**WHAT IS EXPECTED**. Copy the records from the line containing "Note: mark the curb" through the end of the records, inclusive, putting "bush" in place of "shrub" and changing nothing else.

**RECORDS FOR THE EXERCISE**.
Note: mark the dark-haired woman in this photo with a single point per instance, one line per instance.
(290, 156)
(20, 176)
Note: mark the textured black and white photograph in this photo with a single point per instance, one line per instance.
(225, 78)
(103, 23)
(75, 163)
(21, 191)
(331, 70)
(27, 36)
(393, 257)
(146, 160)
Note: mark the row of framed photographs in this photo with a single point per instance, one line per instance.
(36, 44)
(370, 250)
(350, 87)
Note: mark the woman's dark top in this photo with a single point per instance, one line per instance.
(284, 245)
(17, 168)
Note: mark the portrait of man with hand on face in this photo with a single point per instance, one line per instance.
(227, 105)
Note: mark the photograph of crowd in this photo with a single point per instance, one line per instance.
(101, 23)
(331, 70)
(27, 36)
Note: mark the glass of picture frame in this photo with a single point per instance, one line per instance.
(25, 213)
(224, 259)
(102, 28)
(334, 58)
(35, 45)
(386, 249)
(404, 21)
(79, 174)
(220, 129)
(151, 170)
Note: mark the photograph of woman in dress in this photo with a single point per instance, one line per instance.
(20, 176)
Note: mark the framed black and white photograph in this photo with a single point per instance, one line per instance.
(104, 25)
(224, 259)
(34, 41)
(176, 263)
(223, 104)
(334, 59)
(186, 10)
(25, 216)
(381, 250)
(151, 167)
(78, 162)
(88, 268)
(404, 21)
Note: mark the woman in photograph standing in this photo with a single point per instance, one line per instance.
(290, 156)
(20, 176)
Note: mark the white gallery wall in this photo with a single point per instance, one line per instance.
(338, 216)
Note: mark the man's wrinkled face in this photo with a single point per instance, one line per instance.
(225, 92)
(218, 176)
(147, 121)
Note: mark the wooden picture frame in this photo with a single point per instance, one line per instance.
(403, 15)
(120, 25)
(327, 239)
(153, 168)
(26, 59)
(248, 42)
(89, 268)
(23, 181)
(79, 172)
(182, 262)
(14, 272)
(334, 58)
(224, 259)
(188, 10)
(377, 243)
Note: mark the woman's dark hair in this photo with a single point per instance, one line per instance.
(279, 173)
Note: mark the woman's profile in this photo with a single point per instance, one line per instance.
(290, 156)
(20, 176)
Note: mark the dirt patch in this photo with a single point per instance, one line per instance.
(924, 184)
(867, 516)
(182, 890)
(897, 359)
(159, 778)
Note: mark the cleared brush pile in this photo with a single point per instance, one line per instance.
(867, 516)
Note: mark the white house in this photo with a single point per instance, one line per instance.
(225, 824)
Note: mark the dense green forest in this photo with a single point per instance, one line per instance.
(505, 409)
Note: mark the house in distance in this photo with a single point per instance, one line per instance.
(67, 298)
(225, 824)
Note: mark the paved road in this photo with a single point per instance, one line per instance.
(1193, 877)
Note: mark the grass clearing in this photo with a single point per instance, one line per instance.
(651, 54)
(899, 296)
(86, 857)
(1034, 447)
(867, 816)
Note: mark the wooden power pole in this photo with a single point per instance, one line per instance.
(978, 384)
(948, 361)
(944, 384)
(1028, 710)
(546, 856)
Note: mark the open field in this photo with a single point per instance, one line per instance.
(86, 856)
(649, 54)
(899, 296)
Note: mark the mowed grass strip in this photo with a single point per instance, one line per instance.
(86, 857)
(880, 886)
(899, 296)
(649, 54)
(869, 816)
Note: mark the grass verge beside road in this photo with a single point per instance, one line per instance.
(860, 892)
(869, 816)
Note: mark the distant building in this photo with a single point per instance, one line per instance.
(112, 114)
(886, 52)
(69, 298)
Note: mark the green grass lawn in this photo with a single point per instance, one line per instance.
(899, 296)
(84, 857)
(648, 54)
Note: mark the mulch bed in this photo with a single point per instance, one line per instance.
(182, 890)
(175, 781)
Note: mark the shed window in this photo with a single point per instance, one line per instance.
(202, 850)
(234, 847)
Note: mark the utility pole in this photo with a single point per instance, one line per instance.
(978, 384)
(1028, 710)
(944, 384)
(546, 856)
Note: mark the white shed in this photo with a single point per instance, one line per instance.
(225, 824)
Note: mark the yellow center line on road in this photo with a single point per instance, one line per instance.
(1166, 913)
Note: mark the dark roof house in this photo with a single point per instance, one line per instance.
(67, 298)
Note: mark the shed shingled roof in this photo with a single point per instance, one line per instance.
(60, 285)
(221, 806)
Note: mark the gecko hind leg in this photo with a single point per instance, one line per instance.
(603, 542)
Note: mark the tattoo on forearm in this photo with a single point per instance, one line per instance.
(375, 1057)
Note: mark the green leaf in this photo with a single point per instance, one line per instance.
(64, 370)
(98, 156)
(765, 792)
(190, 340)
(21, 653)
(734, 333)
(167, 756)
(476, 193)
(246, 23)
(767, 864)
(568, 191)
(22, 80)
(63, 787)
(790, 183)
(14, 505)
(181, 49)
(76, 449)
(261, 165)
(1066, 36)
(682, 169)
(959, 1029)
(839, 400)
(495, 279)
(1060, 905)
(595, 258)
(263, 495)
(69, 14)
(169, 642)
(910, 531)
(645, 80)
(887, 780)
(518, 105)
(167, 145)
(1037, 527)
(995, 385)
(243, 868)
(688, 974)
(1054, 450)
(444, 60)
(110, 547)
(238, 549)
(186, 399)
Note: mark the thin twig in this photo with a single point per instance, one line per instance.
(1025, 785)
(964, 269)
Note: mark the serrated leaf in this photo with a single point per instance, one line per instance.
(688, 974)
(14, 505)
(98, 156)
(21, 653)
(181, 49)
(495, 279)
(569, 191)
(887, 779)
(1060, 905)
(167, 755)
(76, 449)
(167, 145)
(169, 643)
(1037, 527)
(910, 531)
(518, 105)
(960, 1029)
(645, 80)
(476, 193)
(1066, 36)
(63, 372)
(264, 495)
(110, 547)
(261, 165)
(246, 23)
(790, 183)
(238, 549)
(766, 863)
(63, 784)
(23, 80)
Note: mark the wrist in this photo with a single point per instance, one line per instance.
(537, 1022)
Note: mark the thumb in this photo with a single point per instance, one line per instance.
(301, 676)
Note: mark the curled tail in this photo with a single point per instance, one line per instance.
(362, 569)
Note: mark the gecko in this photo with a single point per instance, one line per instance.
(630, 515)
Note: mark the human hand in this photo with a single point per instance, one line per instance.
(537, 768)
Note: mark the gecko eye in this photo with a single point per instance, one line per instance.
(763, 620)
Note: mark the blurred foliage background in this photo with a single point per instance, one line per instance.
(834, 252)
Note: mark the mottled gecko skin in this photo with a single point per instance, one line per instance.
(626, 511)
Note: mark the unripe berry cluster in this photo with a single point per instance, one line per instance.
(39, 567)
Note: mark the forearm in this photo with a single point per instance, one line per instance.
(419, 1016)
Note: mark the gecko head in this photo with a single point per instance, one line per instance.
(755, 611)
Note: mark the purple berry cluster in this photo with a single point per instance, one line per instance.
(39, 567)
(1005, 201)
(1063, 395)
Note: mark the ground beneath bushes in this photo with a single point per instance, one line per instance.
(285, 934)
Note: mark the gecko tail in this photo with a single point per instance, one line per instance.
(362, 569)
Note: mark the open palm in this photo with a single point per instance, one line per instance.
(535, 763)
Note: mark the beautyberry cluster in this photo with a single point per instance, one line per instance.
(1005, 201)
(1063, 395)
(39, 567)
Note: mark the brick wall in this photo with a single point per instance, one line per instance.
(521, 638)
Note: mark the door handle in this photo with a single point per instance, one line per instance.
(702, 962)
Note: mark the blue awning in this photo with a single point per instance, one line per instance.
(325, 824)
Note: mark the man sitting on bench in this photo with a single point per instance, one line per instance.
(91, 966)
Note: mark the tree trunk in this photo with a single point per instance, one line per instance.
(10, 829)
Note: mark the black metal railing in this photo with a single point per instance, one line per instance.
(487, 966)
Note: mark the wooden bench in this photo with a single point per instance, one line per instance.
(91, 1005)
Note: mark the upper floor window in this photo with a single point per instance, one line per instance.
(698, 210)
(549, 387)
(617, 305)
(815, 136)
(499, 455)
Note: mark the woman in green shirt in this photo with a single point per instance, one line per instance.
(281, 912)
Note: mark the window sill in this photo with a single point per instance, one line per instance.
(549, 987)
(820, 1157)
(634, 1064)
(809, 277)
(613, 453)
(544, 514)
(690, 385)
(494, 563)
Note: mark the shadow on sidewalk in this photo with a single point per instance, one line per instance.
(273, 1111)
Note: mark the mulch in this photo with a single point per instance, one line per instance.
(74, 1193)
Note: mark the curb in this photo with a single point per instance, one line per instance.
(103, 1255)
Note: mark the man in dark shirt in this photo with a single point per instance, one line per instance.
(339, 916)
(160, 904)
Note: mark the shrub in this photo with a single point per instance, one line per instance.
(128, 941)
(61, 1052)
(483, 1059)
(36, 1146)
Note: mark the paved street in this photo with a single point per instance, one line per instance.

**TASK OUTPUT**.
Note: mark the curb in this photo with a single point per instance, one line per instance.
(103, 1255)
Note: mark the man in dark shirt in this photo with a single point per instance, one line per instance.
(339, 916)
(160, 904)
Note: mark the bush in this photo with a single point per instance, one line per instance.
(128, 941)
(61, 1052)
(483, 1059)
(36, 1146)
Note: mark the paved street in this photo with a single point per instance, one line per instance.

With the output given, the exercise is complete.